— THE INPUT —
[Begin]

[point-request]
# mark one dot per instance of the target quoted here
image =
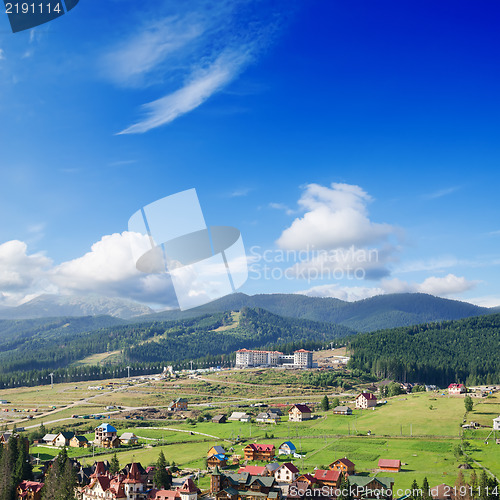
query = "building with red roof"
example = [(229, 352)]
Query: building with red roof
[(299, 413), (254, 470), (457, 389), (256, 451), (286, 473), (366, 400), (327, 477), (343, 465), (29, 490), (387, 465)]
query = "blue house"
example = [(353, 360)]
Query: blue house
[(287, 448)]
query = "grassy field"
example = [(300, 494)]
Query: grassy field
[(421, 429)]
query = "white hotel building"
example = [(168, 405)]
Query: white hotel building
[(246, 358)]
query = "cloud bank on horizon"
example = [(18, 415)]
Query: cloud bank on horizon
[(334, 218)]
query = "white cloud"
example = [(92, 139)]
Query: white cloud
[(141, 54), (20, 273), (203, 84), (447, 285), (108, 269), (192, 54), (438, 286), (282, 206), (336, 217)]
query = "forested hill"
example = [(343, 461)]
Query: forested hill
[(375, 313), (163, 342), (464, 351)]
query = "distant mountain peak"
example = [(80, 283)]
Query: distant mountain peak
[(46, 305)]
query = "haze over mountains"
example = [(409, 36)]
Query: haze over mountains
[(47, 306), (383, 311)]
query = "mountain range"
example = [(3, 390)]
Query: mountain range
[(375, 313)]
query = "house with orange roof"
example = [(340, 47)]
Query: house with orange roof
[(254, 470), (457, 389), (366, 400), (387, 465), (29, 490), (327, 477), (286, 473), (256, 451), (343, 465), (299, 413)]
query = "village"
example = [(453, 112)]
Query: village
[(239, 468)]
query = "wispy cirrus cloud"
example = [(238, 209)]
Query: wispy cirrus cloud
[(203, 84), (193, 54), (129, 62)]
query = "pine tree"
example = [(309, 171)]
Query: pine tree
[(114, 465), (415, 493), (162, 478), (469, 404), (7, 486), (426, 494), (60, 482), (325, 404), (483, 485)]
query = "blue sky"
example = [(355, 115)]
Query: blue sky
[(367, 125)]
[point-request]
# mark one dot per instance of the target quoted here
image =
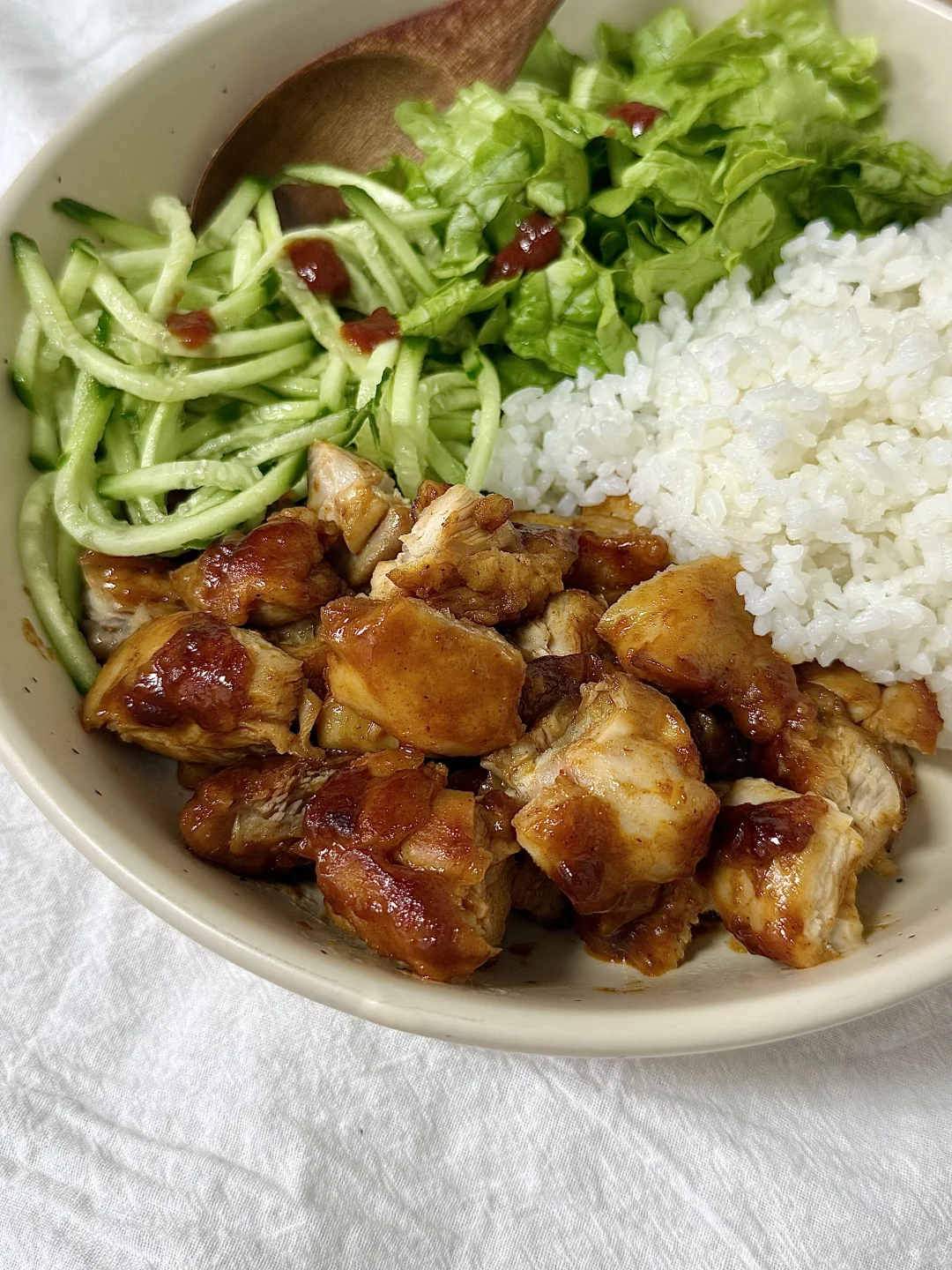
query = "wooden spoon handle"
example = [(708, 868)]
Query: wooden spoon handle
[(466, 40)]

[End]

— TO BE DONE —
Restate every record exactly, please; do not copy the pictures.

— SOLUTION TO THE EXERCISE —
[point-request]
# mark one dot per instance of the target quoted here
image =
query = "building with red roof"
example = [(229, 352)]
Query: building with red roof
[(299, 413), (254, 470), (457, 389), (256, 451), (286, 473), (366, 400), (327, 477), (343, 465), (29, 490), (387, 465)]
query = "blue house"
example = [(353, 360)]
Query: blue house
[(287, 448)]
query = "grassy field"
example = [(300, 494)]
Query: grassy field
[(421, 429)]
query = "white hotel building"
example = [(168, 405)]
Query: white hotel building
[(246, 358)]
query = "cloud bank on horizon"
example = [(18, 415)]
Query: cloud bank on horizon
[(334, 218)]
query = "white cloud"
example = [(92, 139)]
Query: white cloud
[(141, 54), (20, 273), (203, 84), (447, 285), (108, 269), (192, 54), (438, 286), (282, 206), (336, 217)]
query = "forested hill"
example = [(343, 461)]
Query: forested hill
[(375, 313), (163, 342), (464, 351)]
query = "distant mountain peak"
example = [(80, 283)]
Query: distant mountain peak
[(46, 305)]
query = "haze over mountains"
example = [(409, 36)]
Query: haze over mountains
[(47, 306), (383, 311)]
query = "mountain range"
example = [(3, 390)]
Query: mountain range
[(375, 313)]
query = "house with orange roof"
example = [(340, 47)]
Query: house with orange roof
[(254, 470), (457, 389), (366, 400), (387, 465), (29, 490), (327, 477), (286, 473), (256, 451), (343, 465), (299, 413)]
query = "village"
example = [(453, 112)]
Query: village
[(239, 468)]
query = "wispy cirrus cloud"
example = [(238, 209)]
Query: wispy cirrus cloud
[(203, 84), (193, 54), (129, 62)]
query = "pine tree"
example = [(309, 171)]
Query: pine tree
[(114, 465), (415, 493), (162, 478), (469, 404), (7, 486), (426, 494), (60, 482), (325, 404), (483, 485)]
query = "blue sky"
example = [(355, 115)]
Query: blue sky
[(367, 125)]
[point-request]
# mark one dot per instance of the target quoted here
image =
query = "wooden spoon handle"
example = [(708, 868)]
Query: wooden spoon handle
[(466, 40)]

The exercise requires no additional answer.